Aim of the task:
Rewrite every line of the items below as a numbered list, leaving out blank lines and any pictures.

— START OF Extracted material —

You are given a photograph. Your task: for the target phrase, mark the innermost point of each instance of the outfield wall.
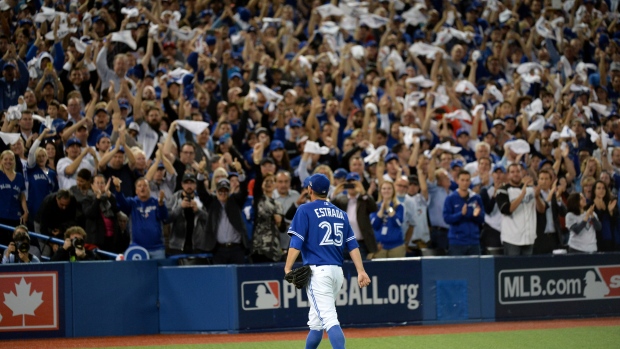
(147, 297)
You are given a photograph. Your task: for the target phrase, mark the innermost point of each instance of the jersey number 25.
(328, 239)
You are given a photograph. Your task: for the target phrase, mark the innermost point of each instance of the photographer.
(188, 219)
(19, 250)
(73, 248)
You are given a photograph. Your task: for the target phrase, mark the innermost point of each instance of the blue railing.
(106, 254)
(46, 239)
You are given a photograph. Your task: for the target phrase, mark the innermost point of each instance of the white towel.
(195, 127)
(9, 138)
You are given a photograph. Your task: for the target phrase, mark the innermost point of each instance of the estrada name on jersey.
(320, 231)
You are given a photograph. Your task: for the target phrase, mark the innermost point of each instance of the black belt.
(229, 244)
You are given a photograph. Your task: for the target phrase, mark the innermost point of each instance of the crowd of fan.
(186, 127)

— END OF Extracted material —

Answer for the task:
1. You are given a photograph. Your task: for the target phrase, mark the innermost point of each instance of the outfield wall.
2. (147, 297)
3. You are given a photograph. Your task: for the target phrase, mark the innermost point of each instance of the jersey number 25.
4. (328, 239)
5. You are given a photograph. Your task: for the target phrase, mark the innermost point of each instance of the photographer.
6. (188, 219)
7. (19, 250)
8. (73, 248)
9. You are given a photograph. Your task: for the target phrase, mark the innermost point of each instance of the blue railing.
10. (106, 254)
11. (46, 239)
12. You are given a photograph. Your task: for the target phrase, mark the innermost point of each instance of the white towel.
13. (195, 127)
14. (9, 138)
15. You are given a photograph. Your task: for the target phrase, mark the innermost point of each instance of the estrada name on jersey.
16. (320, 231)
17. You are given a photograph. Your task: for the target phrase, mark the innermost point of each instance of the black belt.
18. (229, 244)
19. You are given a photograph. Your task: for the target phrase, mark the innermost point of each instance of the crowd of fan.
20. (186, 127)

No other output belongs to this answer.